Task details - Each entry needs to be reproduced exactly as it is.

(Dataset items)
•••••

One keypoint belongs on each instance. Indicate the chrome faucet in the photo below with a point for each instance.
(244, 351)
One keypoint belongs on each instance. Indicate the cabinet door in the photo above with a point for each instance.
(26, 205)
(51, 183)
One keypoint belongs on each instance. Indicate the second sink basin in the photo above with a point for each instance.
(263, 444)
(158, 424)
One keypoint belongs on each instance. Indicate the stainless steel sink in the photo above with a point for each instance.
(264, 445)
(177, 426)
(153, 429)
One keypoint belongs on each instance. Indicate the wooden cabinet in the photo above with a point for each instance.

•••••

Finished task -
One keypoint belongs on each instance. Indicate the chrome faucet in the photo below with a point for each instance.
(244, 351)
One keypoint belongs on each instance. Indicate the cabinet door in the photo above with a point for each instance.
(26, 205)
(51, 183)
One keypoint belongs on each instance. Indicate the second sink basin in the photo above with a point for each instance.
(263, 444)
(158, 424)
One keypoint belongs on each instance. Indicate the stainless steel sink in the photo above with a point for each instance.
(264, 445)
(177, 426)
(153, 429)
One keypoint belongs on each instance. Indicate the wooden cabinet in the photo above with a point for each instance.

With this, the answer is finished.